What to do
Copy every line of the material below word for word.

Exercise input Start Marker

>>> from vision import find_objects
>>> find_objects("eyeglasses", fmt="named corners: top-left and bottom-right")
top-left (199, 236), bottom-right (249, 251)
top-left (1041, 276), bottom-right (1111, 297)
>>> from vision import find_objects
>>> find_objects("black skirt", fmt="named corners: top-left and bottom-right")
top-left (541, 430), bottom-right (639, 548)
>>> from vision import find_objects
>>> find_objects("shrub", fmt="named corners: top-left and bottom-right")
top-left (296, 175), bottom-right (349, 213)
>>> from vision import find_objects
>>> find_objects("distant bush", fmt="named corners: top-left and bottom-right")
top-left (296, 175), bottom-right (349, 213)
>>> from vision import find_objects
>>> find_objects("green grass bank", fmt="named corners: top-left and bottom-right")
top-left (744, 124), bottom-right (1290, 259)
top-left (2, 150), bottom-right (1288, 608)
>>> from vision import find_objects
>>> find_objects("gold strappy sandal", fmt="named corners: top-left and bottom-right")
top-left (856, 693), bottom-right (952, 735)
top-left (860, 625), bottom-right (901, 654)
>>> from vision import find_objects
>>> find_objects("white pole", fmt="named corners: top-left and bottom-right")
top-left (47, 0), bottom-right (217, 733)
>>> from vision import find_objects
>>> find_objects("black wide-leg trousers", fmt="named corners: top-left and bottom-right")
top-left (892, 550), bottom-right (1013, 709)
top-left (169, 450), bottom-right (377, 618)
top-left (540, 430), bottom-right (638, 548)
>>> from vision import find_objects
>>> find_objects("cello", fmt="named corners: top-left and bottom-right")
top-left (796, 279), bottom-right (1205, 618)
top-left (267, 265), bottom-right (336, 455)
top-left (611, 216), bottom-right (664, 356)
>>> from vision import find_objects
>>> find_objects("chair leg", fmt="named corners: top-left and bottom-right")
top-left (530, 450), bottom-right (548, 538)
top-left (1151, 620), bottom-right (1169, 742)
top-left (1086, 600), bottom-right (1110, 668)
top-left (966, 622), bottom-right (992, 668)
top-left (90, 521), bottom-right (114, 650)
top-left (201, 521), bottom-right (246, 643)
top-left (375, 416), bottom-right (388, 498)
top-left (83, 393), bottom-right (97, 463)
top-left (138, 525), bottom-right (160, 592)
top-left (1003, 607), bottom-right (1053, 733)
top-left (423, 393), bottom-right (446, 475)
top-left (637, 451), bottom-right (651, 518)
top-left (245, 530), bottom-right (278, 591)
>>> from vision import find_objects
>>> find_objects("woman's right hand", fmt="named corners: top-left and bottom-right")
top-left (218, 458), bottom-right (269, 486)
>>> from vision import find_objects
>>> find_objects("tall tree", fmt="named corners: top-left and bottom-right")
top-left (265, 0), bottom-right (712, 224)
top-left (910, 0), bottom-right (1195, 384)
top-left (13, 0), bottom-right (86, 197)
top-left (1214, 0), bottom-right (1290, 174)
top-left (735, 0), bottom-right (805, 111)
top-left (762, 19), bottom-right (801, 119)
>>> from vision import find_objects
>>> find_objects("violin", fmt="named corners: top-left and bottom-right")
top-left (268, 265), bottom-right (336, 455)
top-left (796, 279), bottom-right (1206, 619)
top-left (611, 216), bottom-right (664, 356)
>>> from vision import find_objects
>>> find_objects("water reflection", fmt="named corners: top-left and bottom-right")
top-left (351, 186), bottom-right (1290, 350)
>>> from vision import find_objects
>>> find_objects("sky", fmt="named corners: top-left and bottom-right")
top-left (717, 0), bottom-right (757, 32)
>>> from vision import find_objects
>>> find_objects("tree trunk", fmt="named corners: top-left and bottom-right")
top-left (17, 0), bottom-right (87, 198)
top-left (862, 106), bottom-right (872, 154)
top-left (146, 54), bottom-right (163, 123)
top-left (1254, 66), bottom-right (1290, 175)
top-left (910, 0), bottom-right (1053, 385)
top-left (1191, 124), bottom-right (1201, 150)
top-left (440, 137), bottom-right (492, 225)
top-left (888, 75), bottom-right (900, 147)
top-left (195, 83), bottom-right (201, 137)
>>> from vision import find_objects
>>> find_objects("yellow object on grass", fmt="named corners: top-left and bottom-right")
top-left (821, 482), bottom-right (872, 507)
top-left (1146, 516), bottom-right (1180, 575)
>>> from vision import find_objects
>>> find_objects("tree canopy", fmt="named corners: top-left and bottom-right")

Exercise input End Marker

Exercise result
>>> from vision import find_objects
>>> find_objects("eyeglasses", fmt="named corners: top-left and bottom-right")
top-left (199, 236), bottom-right (249, 251)
top-left (1041, 276), bottom-right (1111, 297)
>>> from vision import find_objects
>>> find_objects("black skirt", fmt="named corners: top-left and bottom-right")
top-left (541, 430), bottom-right (639, 548)
>>> from vision import find_objects
>>> find_objects("shrub", fmt="named corners: top-left and bottom-right")
top-left (296, 175), bottom-right (349, 213)
>>> from vision import find_objects
>>> find_objects("distant bush", fmt="named corners: top-left and bottom-right")
top-left (296, 175), bottom-right (349, 213)
>>> from vision import find_objects
>>> find_objects("green grass bank", fmt="named corners: top-left and bottom-right")
top-left (744, 124), bottom-right (1290, 259)
top-left (2, 150), bottom-right (1288, 608)
>>> from vision import find_objects
>>> find_objects("gold strappy sandal", fmt="named corners: top-left and bottom-right")
top-left (856, 693), bottom-right (952, 735)
top-left (860, 625), bottom-right (901, 654)
>>> from vision import find_objects
>>> find_objects("white pole", fmt="named corners: top-left and bottom-right")
top-left (47, 0), bottom-right (217, 733)
>>> from vision import find_objects
>>> find_objects("black wide-leg trousers", fmt="named corners: top-left and bottom-right")
top-left (892, 550), bottom-right (1013, 709)
top-left (169, 450), bottom-right (377, 618)
top-left (540, 430), bottom-right (638, 548)
>>> from vision import find_objects
>>> find_objects("cello", fmt="named corners: top-left and bottom-right")
top-left (796, 279), bottom-right (1205, 618)
top-left (267, 265), bottom-right (336, 455)
top-left (611, 216), bottom-right (664, 356)
>>> from vision import find_objects
>>> find_objects("chair leg", fmt="named corners: top-left and bottom-right")
top-left (530, 450), bottom-right (548, 538)
top-left (1151, 620), bottom-right (1169, 742)
top-left (1086, 600), bottom-right (1110, 668)
top-left (966, 622), bottom-right (992, 668)
top-left (90, 521), bottom-right (114, 650)
top-left (201, 521), bottom-right (246, 643)
top-left (375, 416), bottom-right (388, 498)
top-left (83, 393), bottom-right (97, 463)
top-left (138, 525), bottom-right (160, 592)
top-left (1003, 607), bottom-right (1053, 733)
top-left (423, 393), bottom-right (446, 475)
top-left (637, 451), bottom-right (651, 518)
top-left (245, 530), bottom-right (278, 591)
>>> from vision import find_objects
>>> find_objects("woman's right hand", fmt="named corners: top-left and bottom-right")
top-left (218, 458), bottom-right (269, 486)
>>> from vision import find_objects
>>> find_objects("tall tree", fmt="named corners: top-left and bottom-right")
top-left (265, 0), bottom-right (712, 224)
top-left (910, 0), bottom-right (1195, 384)
top-left (13, 0), bottom-right (86, 197)
top-left (1214, 0), bottom-right (1290, 174)
top-left (735, 0), bottom-right (805, 111)
top-left (762, 19), bottom-right (801, 119)
>>> from vision import find_objects
>>> find_objects("violin", fmt="named corners: top-left and bottom-right")
top-left (268, 265), bottom-right (336, 455)
top-left (796, 279), bottom-right (1206, 619)
top-left (611, 216), bottom-right (664, 356)
>>> from vision import find_objects
>>> find_objects("water reflection", fmt="named corners: top-left and bottom-right")
top-left (351, 186), bottom-right (1290, 350)
>>> from vision import find_objects
>>> find_objects("sky", fmt="named corners: top-left and bottom-right")
top-left (717, 0), bottom-right (757, 32)
>>> from vision import find_objects
>>> find_objects("tree trunk", fmt="named corners: top-left and bottom-right")
top-left (17, 0), bottom-right (87, 198)
top-left (862, 106), bottom-right (872, 154)
top-left (146, 54), bottom-right (163, 123)
top-left (1254, 66), bottom-right (1290, 175)
top-left (910, 0), bottom-right (1053, 385)
top-left (1191, 124), bottom-right (1201, 150)
top-left (440, 137), bottom-right (492, 225)
top-left (888, 75), bottom-right (900, 147)
top-left (195, 83), bottom-right (201, 137)
>>> from vision import find_objects
>>> find_objects("yellow object on grass", fmt="named corners: top-left and bottom-right")
top-left (821, 482), bottom-right (872, 507)
top-left (1146, 516), bottom-right (1180, 575)
>>> from vision import find_objects
>>> find_objects("tree canopy", fmt="named corners: top-left and bottom-right")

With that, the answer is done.